**Aim 1**
Decide whether each statement below agrees with the todo database schema description, answering yes or no and quoting the deciding words of that description. (a) The id column is assigned automatically. (b) The format is meant for large teams. (c) Extensions to the format are discouraged.
**Aim 2**
According to the todo database schema description, what two things inspired the schema?
**Aim 3**
Reproduce the todo database schema description between "The Core Schema" and "(not necessarily unique)", inclusive.

This is a schema for a SQLite database for holding todo/task/project data.

It's inspired by todo.txt and Getting Things Done.

It defines a single table with the following columns:

  • id: unique numeric id
  • title: textual title for the item (e.g. "Learn SQLite")
  • body: (possibly null) body for notes, links, comments, work-in-progress, etc.
  • is_archived: support soft deletion
  • archived_status_changed_at: the last time is_archived changed
  • created_at: when the item was created
  • changed_at: when the item was last updated

id is assigned automatically and shouldn't be changed.

Timestamp fields (archived_status_changed_at, created_at, and changed_at) are created and updated automatically.

Design Goals and Rationale

  • Leverage SQLite Formats like todo.txt already exist; this project aims to provide a more flexible, capable foundation without sacrificing stability or ubiquity.

  • Human Scale The format is designed for personal use, and one person's to-do list shouldn't be terabytes long, so when choosing between simplicity and scalability, we strongly prefer simplicity.

  • Open for extension The format isn't prescriptive about how you use it, and it doesn't cover every possible need. Extensions are expected and welcomed.

The Core Schema

The core items table (as in .schema.sql):

-- todo-sqlite3
-- Foreign Key constraints are required.
PRAGMA foreign_keys = ON;


-- Core Items table
CREATE TABLE items (
    id INTEGER PRIMARY KEY,
    -- Every item has a title (not necessarily unique)

**Data rows**

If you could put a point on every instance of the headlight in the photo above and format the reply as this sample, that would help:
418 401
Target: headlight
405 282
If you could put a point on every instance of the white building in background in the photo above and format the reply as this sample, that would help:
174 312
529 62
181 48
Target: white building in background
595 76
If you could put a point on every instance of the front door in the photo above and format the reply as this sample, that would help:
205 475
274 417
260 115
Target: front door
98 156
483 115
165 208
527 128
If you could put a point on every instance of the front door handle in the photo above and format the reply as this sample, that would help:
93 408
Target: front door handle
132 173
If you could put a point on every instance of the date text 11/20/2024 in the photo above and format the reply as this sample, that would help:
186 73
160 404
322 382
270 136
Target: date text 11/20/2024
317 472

**Response 1**
(a) Yes: "id is assigned automatically and shouldn't be changed."
(b) No: "The format is designed for personal use"
(c) No: "Extensions are expected and welcomed."

**Response 2**
It was inspired by todo.txt and Getting Things Done.

**Response 3**
The Core Schema

The core items table (as in .schema.sql):

-- todo-sqlite3
-- Foreign Key constraints are required.
PRAGMA foreign_keys = ON;


-- Core Items table
CREATE TABLE items (
    id INTEGER PRIMARY KEY,
    -- Every item has a title (not necessarily unique)